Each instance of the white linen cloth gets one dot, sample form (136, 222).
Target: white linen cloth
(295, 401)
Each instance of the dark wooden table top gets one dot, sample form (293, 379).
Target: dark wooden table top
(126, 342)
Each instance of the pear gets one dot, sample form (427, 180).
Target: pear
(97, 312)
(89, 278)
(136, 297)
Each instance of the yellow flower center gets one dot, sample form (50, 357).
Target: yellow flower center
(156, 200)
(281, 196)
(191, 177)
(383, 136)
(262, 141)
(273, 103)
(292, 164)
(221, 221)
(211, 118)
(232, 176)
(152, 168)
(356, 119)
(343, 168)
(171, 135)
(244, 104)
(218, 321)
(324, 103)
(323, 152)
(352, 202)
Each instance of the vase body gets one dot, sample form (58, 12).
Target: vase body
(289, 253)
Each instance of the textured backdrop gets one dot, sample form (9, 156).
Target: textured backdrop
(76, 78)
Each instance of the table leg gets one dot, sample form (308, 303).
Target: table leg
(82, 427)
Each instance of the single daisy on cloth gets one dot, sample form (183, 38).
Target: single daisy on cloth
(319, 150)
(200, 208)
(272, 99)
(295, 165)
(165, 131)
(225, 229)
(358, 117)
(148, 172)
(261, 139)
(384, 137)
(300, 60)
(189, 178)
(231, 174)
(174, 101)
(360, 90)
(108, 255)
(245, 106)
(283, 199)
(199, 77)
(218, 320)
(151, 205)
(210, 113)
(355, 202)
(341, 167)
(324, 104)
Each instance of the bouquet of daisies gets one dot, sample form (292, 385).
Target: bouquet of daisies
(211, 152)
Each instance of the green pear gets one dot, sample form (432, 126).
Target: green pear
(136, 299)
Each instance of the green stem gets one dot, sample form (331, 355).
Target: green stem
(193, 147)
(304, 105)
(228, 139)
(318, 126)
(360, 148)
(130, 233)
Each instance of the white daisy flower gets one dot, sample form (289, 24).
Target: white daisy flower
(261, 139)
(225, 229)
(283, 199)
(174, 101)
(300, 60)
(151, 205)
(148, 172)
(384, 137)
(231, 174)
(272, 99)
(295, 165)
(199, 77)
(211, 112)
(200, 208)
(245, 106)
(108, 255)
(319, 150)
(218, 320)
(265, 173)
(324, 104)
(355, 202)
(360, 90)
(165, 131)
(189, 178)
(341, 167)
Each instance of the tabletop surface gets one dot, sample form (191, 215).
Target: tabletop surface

YOUR INSTRUCTIONS – Every line above that includes the word "tabletop" should be listed.

FINISHED EXERCISE –
Each instance of the tabletop surface gets one dot, sample form (191, 215).
Target: tabletop surface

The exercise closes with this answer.